- [INPUT MATERIAL]:
= = =

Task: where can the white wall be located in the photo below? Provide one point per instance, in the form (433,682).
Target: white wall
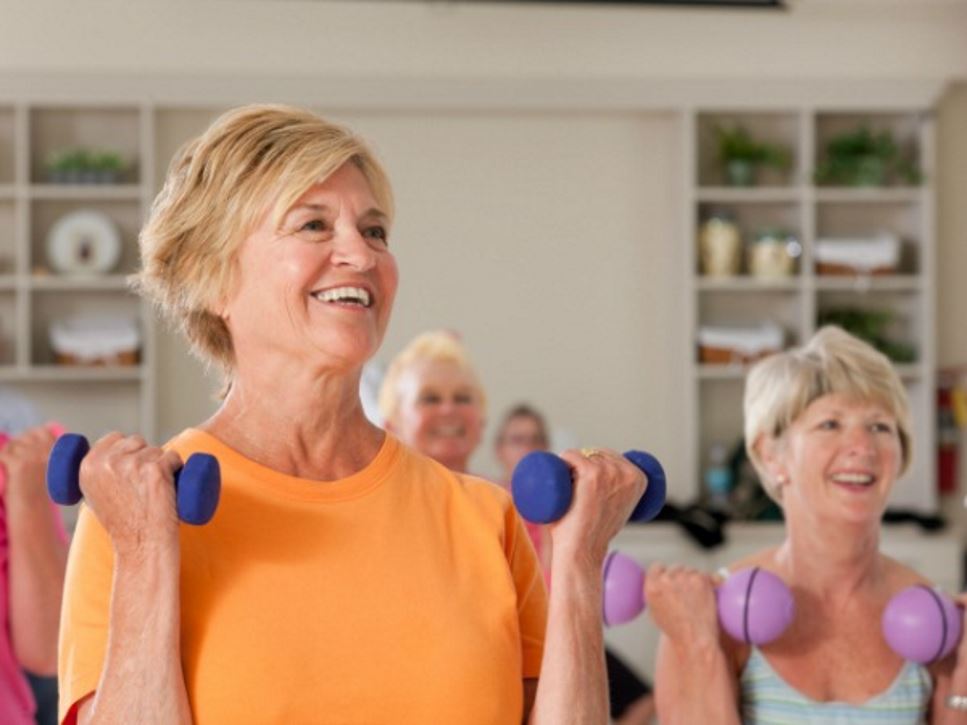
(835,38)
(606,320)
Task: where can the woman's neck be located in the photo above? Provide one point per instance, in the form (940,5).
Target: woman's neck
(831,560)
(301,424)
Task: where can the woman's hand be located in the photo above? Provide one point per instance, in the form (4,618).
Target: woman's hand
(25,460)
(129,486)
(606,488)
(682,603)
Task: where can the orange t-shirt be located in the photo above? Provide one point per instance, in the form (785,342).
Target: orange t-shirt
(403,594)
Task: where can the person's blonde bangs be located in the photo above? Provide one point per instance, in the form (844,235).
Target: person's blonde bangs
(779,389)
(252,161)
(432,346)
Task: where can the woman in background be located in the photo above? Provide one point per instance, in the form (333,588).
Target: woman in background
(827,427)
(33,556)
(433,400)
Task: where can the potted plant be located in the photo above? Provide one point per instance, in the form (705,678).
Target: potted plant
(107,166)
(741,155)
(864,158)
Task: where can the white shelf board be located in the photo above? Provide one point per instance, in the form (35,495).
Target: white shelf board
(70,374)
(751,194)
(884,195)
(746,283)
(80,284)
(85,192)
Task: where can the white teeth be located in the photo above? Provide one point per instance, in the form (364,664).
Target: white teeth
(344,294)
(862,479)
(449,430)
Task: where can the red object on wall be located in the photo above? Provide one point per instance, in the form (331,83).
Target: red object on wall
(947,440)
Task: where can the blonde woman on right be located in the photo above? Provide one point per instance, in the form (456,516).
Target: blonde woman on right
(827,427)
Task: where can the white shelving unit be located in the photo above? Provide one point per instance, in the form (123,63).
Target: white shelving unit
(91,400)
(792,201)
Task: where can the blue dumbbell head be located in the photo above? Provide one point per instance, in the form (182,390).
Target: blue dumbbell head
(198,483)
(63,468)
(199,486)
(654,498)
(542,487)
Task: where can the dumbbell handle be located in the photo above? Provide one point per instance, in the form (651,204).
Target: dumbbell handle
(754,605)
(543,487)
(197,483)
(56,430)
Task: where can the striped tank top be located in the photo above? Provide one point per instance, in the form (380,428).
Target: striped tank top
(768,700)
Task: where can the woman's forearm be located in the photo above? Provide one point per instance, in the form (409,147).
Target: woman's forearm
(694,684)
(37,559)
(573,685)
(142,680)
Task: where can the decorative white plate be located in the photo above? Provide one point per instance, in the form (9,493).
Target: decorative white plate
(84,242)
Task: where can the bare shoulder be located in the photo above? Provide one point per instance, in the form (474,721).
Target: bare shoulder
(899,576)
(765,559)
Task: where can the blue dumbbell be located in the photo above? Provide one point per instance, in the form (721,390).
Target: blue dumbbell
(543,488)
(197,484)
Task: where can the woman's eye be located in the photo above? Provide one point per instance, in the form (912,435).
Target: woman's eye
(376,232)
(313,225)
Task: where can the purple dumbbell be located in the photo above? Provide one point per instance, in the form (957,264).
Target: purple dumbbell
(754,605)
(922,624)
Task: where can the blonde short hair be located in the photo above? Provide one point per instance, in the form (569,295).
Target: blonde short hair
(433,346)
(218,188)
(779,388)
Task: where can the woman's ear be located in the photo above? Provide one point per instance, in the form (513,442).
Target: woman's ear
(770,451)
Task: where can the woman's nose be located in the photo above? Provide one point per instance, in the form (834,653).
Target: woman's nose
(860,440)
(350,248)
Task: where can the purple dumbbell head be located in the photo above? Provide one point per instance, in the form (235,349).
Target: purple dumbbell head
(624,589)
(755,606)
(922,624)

= = =

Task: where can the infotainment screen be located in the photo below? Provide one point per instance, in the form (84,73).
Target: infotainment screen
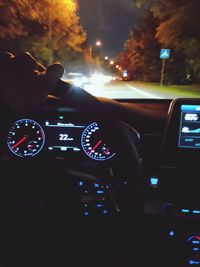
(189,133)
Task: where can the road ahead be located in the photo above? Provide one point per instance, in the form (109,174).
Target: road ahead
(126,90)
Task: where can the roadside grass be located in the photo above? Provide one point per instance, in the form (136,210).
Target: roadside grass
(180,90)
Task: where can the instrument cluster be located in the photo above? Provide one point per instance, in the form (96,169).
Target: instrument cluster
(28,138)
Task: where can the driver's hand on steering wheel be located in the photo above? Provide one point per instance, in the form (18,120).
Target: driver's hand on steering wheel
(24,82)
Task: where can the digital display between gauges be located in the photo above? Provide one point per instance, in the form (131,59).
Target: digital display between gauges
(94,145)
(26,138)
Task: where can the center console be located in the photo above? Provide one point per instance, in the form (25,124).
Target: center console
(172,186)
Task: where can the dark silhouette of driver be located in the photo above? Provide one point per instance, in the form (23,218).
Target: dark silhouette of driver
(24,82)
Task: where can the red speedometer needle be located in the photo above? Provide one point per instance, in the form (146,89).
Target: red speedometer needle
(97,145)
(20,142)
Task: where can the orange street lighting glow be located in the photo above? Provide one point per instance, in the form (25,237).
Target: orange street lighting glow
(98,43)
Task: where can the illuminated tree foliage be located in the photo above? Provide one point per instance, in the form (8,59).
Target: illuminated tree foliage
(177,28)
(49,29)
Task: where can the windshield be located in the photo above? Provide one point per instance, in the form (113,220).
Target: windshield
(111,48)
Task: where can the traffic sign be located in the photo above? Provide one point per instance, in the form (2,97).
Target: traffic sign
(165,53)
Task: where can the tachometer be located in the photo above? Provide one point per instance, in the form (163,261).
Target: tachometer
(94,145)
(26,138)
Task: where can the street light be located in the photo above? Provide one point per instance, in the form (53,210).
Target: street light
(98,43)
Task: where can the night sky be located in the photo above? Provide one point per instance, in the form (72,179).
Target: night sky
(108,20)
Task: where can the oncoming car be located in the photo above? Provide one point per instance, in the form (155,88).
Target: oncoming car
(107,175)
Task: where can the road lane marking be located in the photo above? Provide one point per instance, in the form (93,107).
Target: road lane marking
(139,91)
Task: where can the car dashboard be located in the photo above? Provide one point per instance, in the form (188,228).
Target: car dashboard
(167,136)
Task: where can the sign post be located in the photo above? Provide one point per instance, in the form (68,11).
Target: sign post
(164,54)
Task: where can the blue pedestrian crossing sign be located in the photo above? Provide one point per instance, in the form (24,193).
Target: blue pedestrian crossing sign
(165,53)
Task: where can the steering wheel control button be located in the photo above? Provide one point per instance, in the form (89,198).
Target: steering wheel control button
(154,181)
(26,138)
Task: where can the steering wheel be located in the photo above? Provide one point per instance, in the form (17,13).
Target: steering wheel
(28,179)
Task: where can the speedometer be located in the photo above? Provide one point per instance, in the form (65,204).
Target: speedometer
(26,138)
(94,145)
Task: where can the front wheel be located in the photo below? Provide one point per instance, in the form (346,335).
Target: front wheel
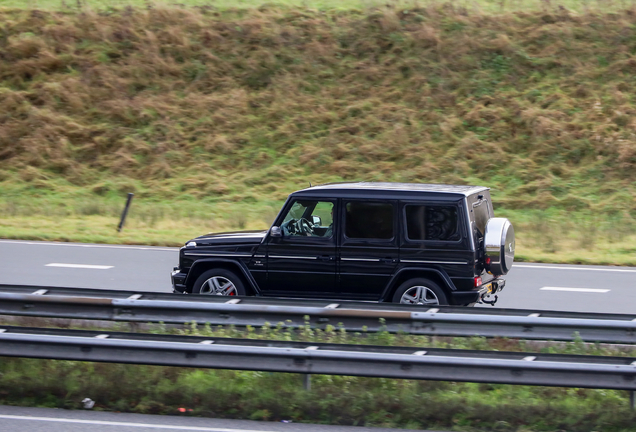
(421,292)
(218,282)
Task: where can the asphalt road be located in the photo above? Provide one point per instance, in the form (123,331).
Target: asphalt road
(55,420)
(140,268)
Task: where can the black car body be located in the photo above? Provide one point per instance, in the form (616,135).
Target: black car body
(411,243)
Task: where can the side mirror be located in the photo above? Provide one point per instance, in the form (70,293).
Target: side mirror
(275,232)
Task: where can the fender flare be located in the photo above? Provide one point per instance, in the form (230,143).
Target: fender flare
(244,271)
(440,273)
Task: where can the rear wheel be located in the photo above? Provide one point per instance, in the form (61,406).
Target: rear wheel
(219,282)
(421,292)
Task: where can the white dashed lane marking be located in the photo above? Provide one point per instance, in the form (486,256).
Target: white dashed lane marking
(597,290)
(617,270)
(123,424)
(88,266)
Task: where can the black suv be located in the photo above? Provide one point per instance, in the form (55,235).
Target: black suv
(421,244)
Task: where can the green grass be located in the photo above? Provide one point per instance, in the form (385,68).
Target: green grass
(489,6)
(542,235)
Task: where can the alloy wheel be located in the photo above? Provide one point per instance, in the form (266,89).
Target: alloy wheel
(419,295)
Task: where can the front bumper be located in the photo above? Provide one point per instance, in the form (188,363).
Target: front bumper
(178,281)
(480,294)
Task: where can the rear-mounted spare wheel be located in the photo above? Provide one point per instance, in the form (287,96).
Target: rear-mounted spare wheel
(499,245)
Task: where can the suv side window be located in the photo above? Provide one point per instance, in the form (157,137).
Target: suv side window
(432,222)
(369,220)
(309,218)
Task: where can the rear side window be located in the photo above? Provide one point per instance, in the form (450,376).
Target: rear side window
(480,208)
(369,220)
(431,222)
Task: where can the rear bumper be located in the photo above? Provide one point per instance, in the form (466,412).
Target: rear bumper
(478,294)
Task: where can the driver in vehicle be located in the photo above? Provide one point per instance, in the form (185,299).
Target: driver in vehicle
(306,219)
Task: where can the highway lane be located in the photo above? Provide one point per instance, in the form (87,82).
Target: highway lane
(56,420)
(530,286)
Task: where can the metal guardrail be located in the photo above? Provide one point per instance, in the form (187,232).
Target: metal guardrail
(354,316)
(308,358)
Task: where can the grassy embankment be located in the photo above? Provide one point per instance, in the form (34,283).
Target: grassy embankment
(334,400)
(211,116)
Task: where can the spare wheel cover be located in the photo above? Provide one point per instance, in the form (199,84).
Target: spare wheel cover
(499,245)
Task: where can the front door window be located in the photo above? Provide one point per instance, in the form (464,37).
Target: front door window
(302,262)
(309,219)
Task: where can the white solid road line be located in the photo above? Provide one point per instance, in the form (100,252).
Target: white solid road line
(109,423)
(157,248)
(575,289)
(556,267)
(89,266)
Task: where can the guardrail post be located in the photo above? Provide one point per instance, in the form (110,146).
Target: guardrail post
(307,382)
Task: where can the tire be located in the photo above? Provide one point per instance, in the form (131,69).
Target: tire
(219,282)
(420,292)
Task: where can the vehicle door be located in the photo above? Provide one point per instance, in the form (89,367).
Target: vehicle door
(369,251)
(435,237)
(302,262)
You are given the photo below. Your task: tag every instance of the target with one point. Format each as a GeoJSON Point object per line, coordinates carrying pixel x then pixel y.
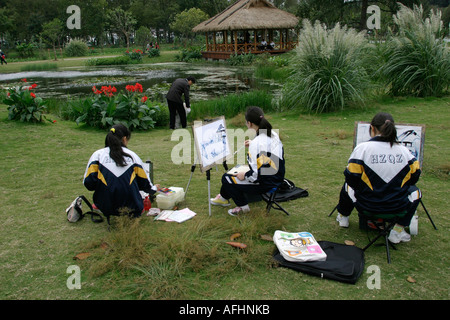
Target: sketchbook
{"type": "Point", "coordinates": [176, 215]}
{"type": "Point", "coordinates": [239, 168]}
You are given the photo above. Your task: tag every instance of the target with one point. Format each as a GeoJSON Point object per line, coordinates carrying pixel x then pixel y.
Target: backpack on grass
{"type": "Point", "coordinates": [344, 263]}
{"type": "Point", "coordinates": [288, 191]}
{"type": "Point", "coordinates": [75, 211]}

= = =

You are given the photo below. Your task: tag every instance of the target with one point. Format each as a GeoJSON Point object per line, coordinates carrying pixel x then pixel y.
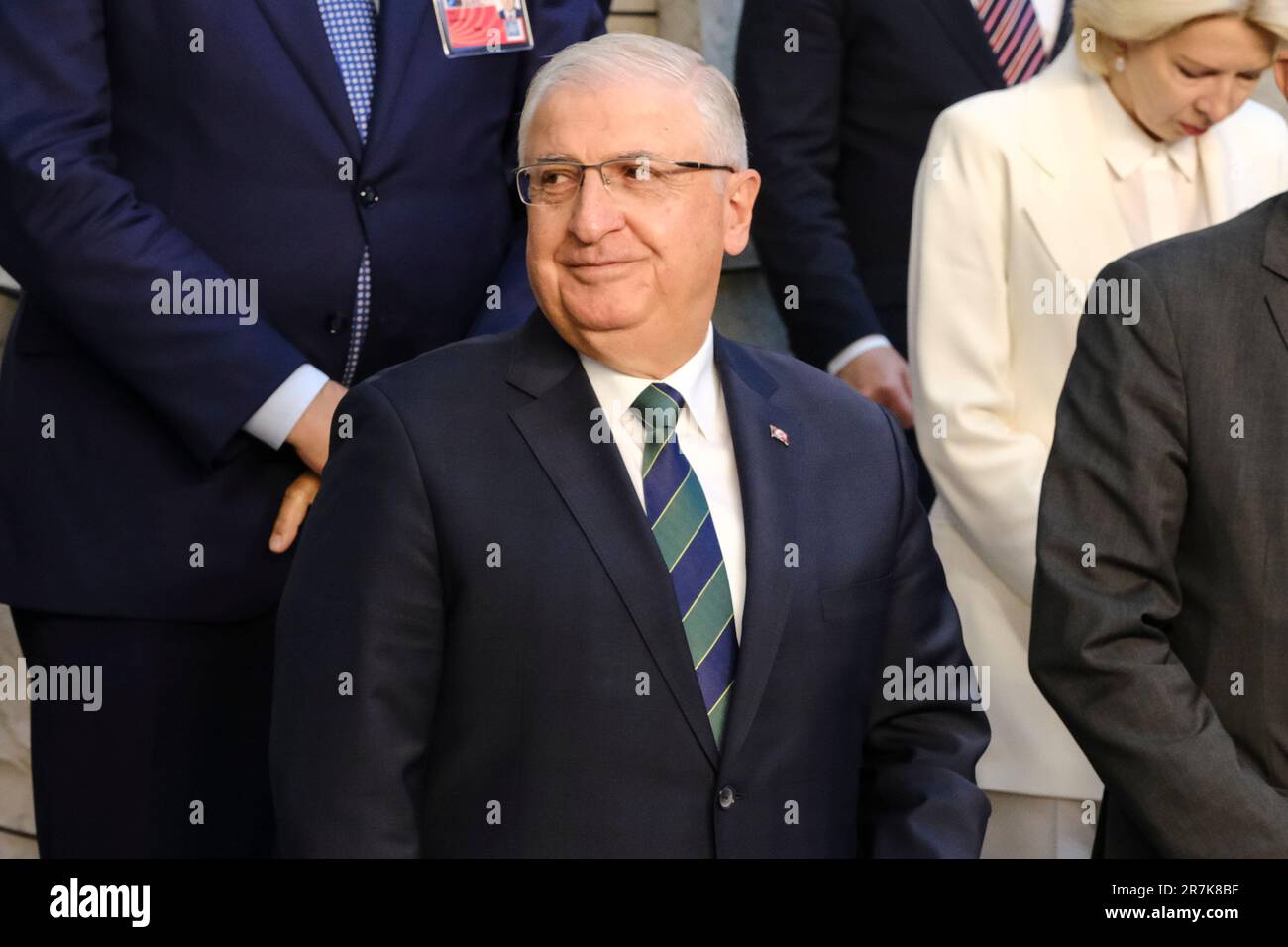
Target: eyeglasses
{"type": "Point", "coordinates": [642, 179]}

= = =

Find the line with "Task: where can the road lane" in the entries above. Retype it and each line after it, exactly, through the line with "Task: where can the speedometer", and stop there.

- [ANSWER TO THE EXERCISE]:
Task: where can the road lane marking be located in the photo above? Provide one point per instance, in the form (93,107).
Target: road lane marking
(139,91)
Task: where can the car dashboard be located in the photo above? Provide one point per instance, in the form (188,228).
Target: car dashboard
(167,136)
Task: where can the sign post be located in the photo above? Provide one point per instance, in the form (68,11).
Target: sign post
(164,54)
Task: where can the blue pedestrian crossing sign be located in the photo above? Provide one point per instance, in the form (24,193).
Target: blue pedestrian crossing sign
(165,53)
Task: where can the steering wheel control button be located in the photo above? Provide one point per instance, in the form (89,198).
Target: steering wheel control button
(154,181)
(26,138)
Task: where can the steering wheel be located in the photo above? Provide one point per instance, in the form (17,13).
Target: steering wheel
(28,179)
Task: where can the speedometer be located in the photo above? Provide one point per instance, in the form (65,204).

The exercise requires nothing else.